__TASK TO CARRY OUT__. Images excluded, reproduce each line of the records exactly as it stands.

[Collection entries]
────────────────────────────────────────
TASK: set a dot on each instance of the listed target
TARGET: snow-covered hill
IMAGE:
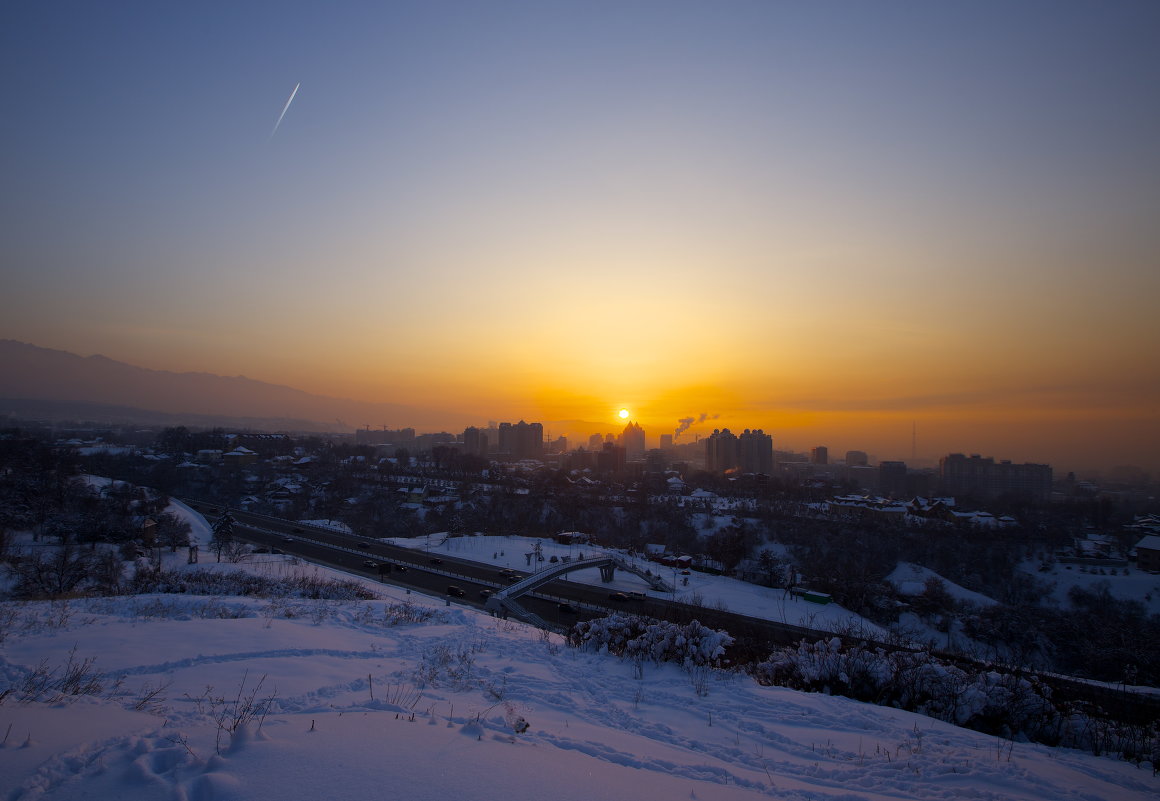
(405, 697)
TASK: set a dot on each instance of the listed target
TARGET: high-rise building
(856, 459)
(632, 439)
(610, 458)
(722, 451)
(475, 441)
(522, 441)
(755, 452)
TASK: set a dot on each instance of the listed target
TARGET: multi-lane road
(562, 602)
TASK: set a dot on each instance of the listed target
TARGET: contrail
(284, 108)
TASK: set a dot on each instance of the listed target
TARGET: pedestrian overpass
(505, 604)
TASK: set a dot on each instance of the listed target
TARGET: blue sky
(577, 203)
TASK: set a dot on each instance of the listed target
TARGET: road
(433, 575)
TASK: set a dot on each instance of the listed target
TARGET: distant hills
(45, 384)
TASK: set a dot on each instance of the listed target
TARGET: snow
(1136, 585)
(364, 705)
(702, 590)
(911, 579)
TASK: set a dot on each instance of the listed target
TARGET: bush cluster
(239, 583)
(1005, 704)
(643, 639)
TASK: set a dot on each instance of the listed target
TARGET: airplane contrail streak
(284, 108)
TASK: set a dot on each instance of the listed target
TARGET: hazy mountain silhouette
(62, 380)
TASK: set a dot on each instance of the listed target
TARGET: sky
(843, 223)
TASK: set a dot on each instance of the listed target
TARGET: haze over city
(841, 223)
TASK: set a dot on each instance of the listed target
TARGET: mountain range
(46, 384)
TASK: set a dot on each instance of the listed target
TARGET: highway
(434, 574)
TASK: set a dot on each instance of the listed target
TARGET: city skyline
(835, 223)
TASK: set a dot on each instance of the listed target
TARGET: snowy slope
(364, 707)
(911, 579)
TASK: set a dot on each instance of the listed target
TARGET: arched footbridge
(505, 604)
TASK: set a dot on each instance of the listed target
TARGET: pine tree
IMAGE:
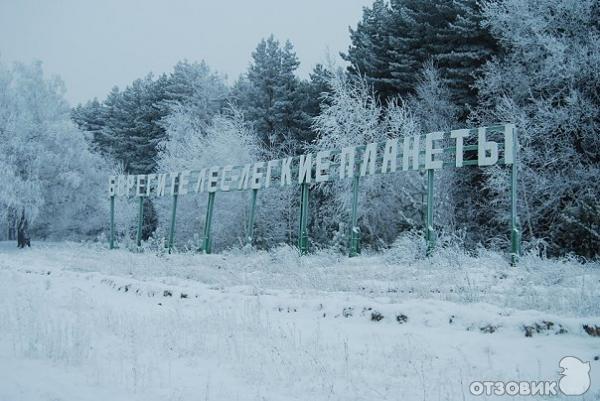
(392, 42)
(270, 94)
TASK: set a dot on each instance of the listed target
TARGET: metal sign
(483, 146)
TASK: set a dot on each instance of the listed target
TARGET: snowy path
(83, 323)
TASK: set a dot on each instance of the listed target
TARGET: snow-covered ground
(79, 322)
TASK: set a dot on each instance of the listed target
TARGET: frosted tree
(226, 140)
(548, 83)
(50, 178)
(393, 40)
(353, 115)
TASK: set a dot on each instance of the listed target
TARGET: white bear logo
(575, 374)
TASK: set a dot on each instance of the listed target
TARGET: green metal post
(207, 240)
(250, 234)
(515, 234)
(303, 232)
(172, 229)
(354, 229)
(112, 223)
(430, 233)
(140, 221)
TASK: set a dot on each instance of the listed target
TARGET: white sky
(94, 45)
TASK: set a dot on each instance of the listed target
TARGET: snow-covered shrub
(191, 146)
(49, 173)
(547, 82)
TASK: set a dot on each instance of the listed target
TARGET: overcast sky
(94, 45)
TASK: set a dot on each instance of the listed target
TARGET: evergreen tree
(393, 41)
(271, 96)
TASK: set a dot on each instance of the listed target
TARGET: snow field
(82, 322)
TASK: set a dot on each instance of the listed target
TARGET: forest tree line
(412, 66)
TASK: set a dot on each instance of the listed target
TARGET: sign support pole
(251, 217)
(140, 222)
(354, 229)
(207, 240)
(515, 234)
(430, 233)
(111, 243)
(303, 233)
(172, 228)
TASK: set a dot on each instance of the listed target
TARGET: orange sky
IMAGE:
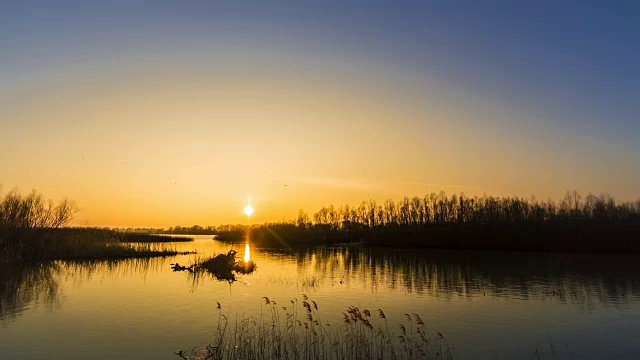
(176, 116)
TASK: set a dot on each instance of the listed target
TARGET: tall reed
(298, 331)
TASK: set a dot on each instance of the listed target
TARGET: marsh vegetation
(33, 229)
(576, 223)
(221, 266)
(296, 330)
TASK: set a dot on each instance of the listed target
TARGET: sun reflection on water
(247, 253)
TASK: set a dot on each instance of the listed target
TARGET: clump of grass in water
(222, 266)
(294, 332)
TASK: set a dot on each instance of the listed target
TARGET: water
(489, 305)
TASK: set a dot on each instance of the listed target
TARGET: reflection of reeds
(589, 224)
(297, 331)
(24, 284)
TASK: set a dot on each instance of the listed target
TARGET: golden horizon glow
(160, 148)
(248, 210)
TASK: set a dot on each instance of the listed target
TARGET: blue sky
(558, 83)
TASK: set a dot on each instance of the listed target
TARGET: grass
(298, 331)
(148, 238)
(222, 266)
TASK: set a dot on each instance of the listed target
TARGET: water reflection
(591, 280)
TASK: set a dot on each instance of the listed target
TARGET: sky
(164, 113)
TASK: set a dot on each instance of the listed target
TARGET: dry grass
(297, 331)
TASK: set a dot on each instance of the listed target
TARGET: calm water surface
(489, 305)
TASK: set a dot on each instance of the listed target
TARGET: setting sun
(248, 210)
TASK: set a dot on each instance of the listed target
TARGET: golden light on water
(248, 210)
(247, 253)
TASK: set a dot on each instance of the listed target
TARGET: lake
(488, 305)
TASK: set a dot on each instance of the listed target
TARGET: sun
(248, 210)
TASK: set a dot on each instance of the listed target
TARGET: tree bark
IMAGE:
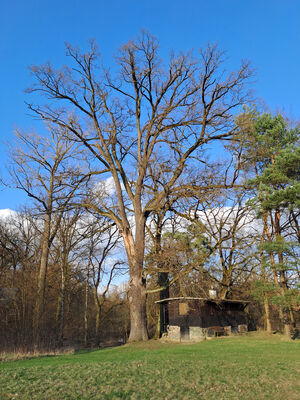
(137, 284)
(39, 308)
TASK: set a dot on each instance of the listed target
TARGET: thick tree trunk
(86, 300)
(137, 285)
(268, 325)
(98, 311)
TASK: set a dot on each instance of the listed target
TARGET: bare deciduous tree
(149, 114)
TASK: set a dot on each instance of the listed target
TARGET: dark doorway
(184, 332)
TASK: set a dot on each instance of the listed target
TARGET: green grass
(248, 367)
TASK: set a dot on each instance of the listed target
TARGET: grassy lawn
(248, 367)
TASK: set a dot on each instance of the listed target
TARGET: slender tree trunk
(283, 280)
(62, 305)
(98, 313)
(39, 307)
(268, 325)
(85, 314)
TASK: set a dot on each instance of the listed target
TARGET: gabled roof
(245, 302)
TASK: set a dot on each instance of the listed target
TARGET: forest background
(208, 234)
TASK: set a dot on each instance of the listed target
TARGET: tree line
(168, 161)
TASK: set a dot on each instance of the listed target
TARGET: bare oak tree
(45, 168)
(150, 113)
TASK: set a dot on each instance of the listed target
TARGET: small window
(183, 308)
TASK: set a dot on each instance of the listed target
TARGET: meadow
(245, 367)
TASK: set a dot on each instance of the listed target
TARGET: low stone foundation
(196, 333)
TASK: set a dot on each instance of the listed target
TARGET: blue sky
(266, 32)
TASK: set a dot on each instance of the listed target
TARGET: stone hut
(194, 318)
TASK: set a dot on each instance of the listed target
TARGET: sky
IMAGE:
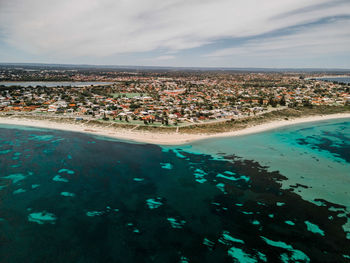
(183, 33)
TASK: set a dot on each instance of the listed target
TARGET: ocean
(277, 196)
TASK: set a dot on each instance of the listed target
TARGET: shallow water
(51, 83)
(71, 197)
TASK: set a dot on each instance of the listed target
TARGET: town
(163, 98)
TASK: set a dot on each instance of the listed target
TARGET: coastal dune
(162, 138)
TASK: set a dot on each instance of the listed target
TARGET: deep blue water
(71, 197)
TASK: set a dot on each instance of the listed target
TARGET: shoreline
(163, 138)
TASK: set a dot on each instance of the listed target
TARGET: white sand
(163, 138)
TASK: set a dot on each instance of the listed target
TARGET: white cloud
(318, 39)
(95, 28)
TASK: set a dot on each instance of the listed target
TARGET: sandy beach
(161, 137)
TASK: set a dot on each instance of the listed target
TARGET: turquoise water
(278, 196)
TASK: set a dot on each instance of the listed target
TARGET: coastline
(163, 138)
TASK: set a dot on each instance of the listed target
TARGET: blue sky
(221, 33)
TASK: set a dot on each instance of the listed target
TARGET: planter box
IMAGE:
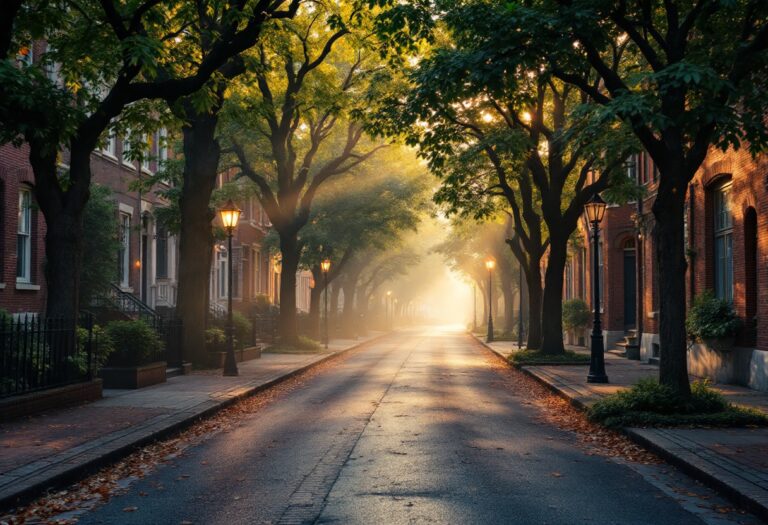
(216, 359)
(133, 376)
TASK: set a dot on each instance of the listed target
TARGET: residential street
(422, 426)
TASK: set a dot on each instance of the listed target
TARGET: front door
(630, 289)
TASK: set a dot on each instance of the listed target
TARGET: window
(24, 238)
(124, 252)
(162, 146)
(161, 253)
(221, 263)
(146, 155)
(110, 148)
(25, 55)
(126, 150)
(723, 242)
────────────────────────────────────────
__EXERCISE ANSWER__.
TASK: set a dot on each instance of the listed target
TARGET: snow-covered hill
IMAGE:
(405, 697)
TASK: set a dot on each instance of the listed target
TARGET: high-rise building
(856, 459)
(632, 439)
(610, 458)
(722, 451)
(475, 441)
(522, 441)
(755, 452)
TASK: set a dot on each instance of the listed target
TARGET: multi-lane road
(562, 602)
TASK: set a dot on each instance of the listed target
TARGET: contrail
(284, 108)
TASK: set a dot on each instance of the listed target
TARGET: pedestrian overpass
(505, 604)
TASK: set a dot on each instance of the listed target
TARGET: blue sky
(577, 203)
TASK: set a dot on each instance of the listed target
TARGET: road
(433, 575)
TASK: set a dot on each instance of the listed target
TARGET: distant hills
(45, 384)
TASK: set a dot on each instance of the listed target
TARGET: snow
(1136, 585)
(364, 705)
(702, 590)
(911, 579)
TASK: set a dot on each instance of the listed target
TARGET: bush cluster
(239, 583)
(1005, 704)
(643, 639)
TASK: set a dot on each instance of the listed target
TARGET: airplane contrail streak
(284, 108)
TASK: set a dot on each instance of the listed target
TARGET: hazy mountain silhouette
(62, 380)
TASK: set a dot on each instance of the listed target
TARGET: sky
(843, 223)
TASK: set a dot on each instance of the listed target
TARGET: haze over city
(841, 223)
TASK: set a dot on each instance of the listed target
TARGET: mountain range
(46, 384)
TASK: set a dot on each instance of the listed target
TARGET: highway
(434, 574)
TASK: set a dot on each instance of the listed target
TARGET: city skyline
(835, 223)
TASK: set a dot on each instance of the listed target
TARGET: snowy slope
(364, 707)
(911, 579)
TASK: set a dot on each instance of the listed target
TARGET: arched footbridge
(505, 604)
TASK: set a dot on each instance of the listed target
TARGET: pine tree
IMAGE:
(392, 42)
(270, 94)
TASK: set a dot on each instance of the listed target
TARGET: metal sign
(483, 146)
TASK: set a dot on each instance of the listed target
TARGET: snowy path
(83, 323)
TASK: set a dot on each instance of the listed target
TARGET: snow-covered ground
(79, 322)
TASK: set a dot on each instance of the listed target
TARGET: frosted tree
(226, 140)
(548, 83)
(50, 178)
(393, 40)
(353, 115)
TASK: set a dot on each instance of the listed target
TARGET: white bear logo
(575, 374)
TASK: set a dot on each instance of the listed target
TARGET: green metal post
(207, 240)
(250, 234)
(515, 234)
(303, 232)
(172, 229)
(354, 229)
(112, 223)
(430, 233)
(140, 221)
TASK: set a dot on each instance of the listed target
TARGET: white sky
(94, 45)
TASK: set a dot on each instance of the listed target
TARGET: snow-covered shrub
(191, 146)
(49, 173)
(547, 82)
TASK: set a dot on each instance of the listed target
TARGET: overcast sky
(94, 45)
TASK: set a dot on each instance of the listed target
TARGET: evergreen tree
(393, 41)
(271, 96)
TASK: set a dot on each instance of the listed target
TARGET: snow field
(82, 322)
TASK: set a dot on each instance of the listed target
TARGET: forest tree line
(412, 66)
TASK: set a dot on each instance of the listed target
TARGET: sign support pole
(251, 217)
(140, 222)
(354, 229)
(207, 240)
(515, 234)
(430, 233)
(111, 243)
(303, 233)
(172, 228)
TASK: set a dot on each instance of the listed target
TARGET: orange sky
IMAGE:
(176, 116)
TASK: set a dot on each instance of the listed target
TARGET: tall reed
(298, 331)
TASK: set a dot on each instance of the listed target
TARGET: marsh vegetation
(33, 229)
(576, 223)
(221, 266)
(296, 330)
TASK: set a dot on each instance of the listed target
TARGET: sun reflection on water
(247, 253)
TASK: set a dot on each instance of the listed target
TARGET: clump of grass in water
(222, 266)
(294, 332)
TASK: set a dot on each instance of the listed target
TARGET: water
(489, 305)
TASK: set a dot on each instance of the listed target
TARGET: reflection of reeds
(589, 224)
(297, 331)
(24, 284)
TASK: set a dot on each instance of the listed target
TARGET: golden horizon glow
(160, 148)
(248, 210)
TASK: set a dot on each instance of the listed target
TARGET: blue sky
(558, 83)
TASK: set a dot on each instance of the listed target
TARGET: grass
(298, 331)
(148, 238)
(222, 266)
TASK: set a dot on each instance of the listed target
TARGET: water reflection
(591, 280)
TASK: set a dot on each instance of the listed target
TARGET: sky
(164, 113)
TASK: set a dot on each instance of the listed target
TARGET: dry grass
(297, 331)
TASK: set a dot on each instance of the listed target
TARGET: calm water surface
(489, 305)
TASK: set a dot on each instance of the listed target
TARGET: setting sun
(248, 210)
TASK: set a dot on each instance of the listed target
TARGET: golden light on water
(248, 210)
(247, 253)
TASK: set a dot on each instance of the listed target
TARGET: lake
(488, 305)
TASK: set a dot on each instance of the listed target
TARGET: sun
(248, 210)
TASK: set a dot on each instance of the listed target
TARGET: tree bark
IMAGE:
(137, 284)
(39, 308)
TASK: set a dot on each instance of the listed target
TARGET: thick tree trunk
(86, 300)
(137, 285)
(268, 325)
(98, 311)
TASK: set a dot on each instance of the listed target
TARGET: bare deciduous tree
(149, 114)
TASK: set a dot on each instance of the listed target
TARGET: dark doorway
(184, 332)
TASK: set a dot on each instance of the listed target
TARGET: green grass
(248, 367)
TASK: set a dot on each instance of the listed target
TARGET: grassy lawn
(248, 367)
TASK: set a dot on each instance of the listed target
TARGET: slender tree trunk
(283, 280)
(62, 305)
(98, 313)
(39, 307)
(268, 325)
(85, 314)
TASK: set a dot on each instance of the listed target
TARGET: gabled roof
(245, 302)
TASK: set a dot on each instance of the listed target
TARGET: forest background
(208, 234)
TASK: set a dot on each instance of the listed target
TARGET: tree line
(168, 161)
TASK: set a dot on each instance of the listed target
TARGET: bare oak tree
(45, 168)
(150, 113)
TASK: set a dot on each instance of the listed target
TARGET: small window
(183, 308)
TASK: set a dot on each instance of the listed target
TARGET: meadow
(245, 367)
TASK: set a dot on each instance of the listed target
TARGET: low stone foundation
(196, 333)
TASK: set a dot on each instance of the listed target
TARGET: blue sky
(266, 32)
TASK: set a dot on each instance of the listed target
TARGET: stone hut
(194, 318)
TASK: set a dot on each instance of the listed target
TARGET: sky
IMAGE:
(183, 33)
TASK: set a dot on each instance of the listed target
TARGET: ocean
(277, 196)
TASK: set a dot on each instance of the listed target
TARGET: shallow water
(51, 83)
(71, 197)
TASK: set a dot on each instance of the listed target
TARGET: town
(163, 98)
TASK: set a dot on each instance of the listed target
TARGET: coastal dune
(162, 138)
TASK: set a dot on each instance of the listed target
TARGET: deep blue water
(71, 197)
TASK: set a dot on each instance of the listed target
TARGET: shoreline
(163, 138)
TASK: set a dot on each instance of the listed target
TARGET: white sand
(163, 138)
TASK: set a dot on each instance of the listed target
TARGET: white cloud
(318, 39)
(95, 28)
TASK: set a dot on each instance of the listed target
TARGET: sandy beach
(161, 137)
TASK: set a dot on each instance of the listed target
TARGET: turquoise water
(278, 196)
TASK: set a dot on each instance of the listed target
TARGET: coastline
(163, 138)
TASK: set a dot on each instance of the listed target
TARGET: blue sky
(221, 33)
TASK: set a dot on each instance of the listed target
TARGET: planter box
IMAGE:
(216, 359)
(133, 376)
TASK: set a dot on each instance of the listed target
TARGET: residential street
(422, 426)
TASK: set a dot on each instance of the listed target
TARGET: front door
(630, 289)
TASK: set a dot on each instance of the listed target
TARGET: window
(24, 238)
(124, 252)
(162, 146)
(161, 253)
(221, 263)
(146, 155)
(110, 148)
(25, 55)
(126, 150)
(723, 242)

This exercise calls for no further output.